Count the lines of the data below that contain the string "sloped", and give only the number.

#### Records for the exercise
━━━━━━━━

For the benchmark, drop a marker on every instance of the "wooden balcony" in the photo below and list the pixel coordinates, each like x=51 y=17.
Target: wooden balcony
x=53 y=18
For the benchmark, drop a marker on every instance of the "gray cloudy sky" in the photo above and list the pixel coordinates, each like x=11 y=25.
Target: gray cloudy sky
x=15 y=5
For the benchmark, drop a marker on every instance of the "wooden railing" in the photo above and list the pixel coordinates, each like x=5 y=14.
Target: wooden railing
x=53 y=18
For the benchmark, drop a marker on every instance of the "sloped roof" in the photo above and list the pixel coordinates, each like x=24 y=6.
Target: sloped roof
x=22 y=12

━━━━━━━━

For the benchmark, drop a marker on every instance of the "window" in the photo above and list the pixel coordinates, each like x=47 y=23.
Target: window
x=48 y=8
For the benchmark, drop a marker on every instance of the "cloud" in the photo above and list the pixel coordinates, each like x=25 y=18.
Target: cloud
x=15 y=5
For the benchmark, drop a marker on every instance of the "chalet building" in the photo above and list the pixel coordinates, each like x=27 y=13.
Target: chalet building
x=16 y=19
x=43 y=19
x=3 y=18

━━━━━━━━

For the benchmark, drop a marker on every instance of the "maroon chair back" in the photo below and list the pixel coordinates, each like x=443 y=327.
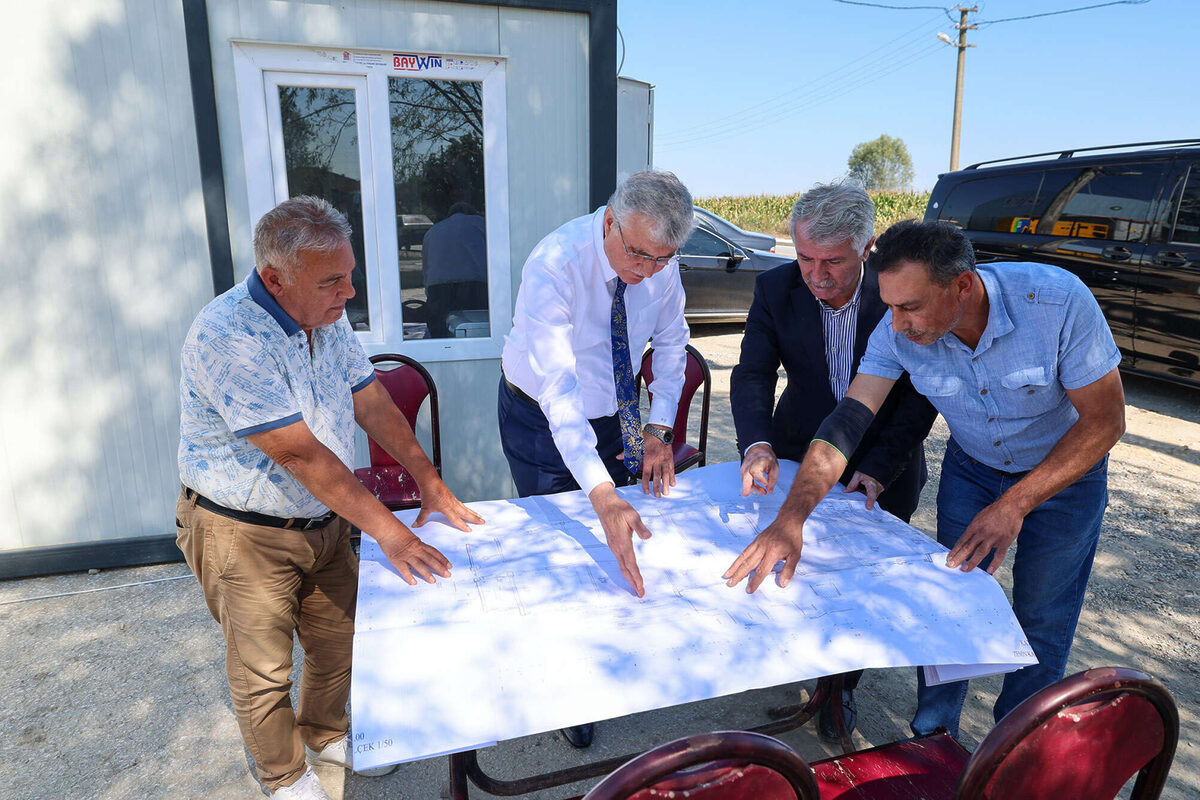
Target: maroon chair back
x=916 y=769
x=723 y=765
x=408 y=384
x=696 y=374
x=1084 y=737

━━━━━━━━

#### Response
2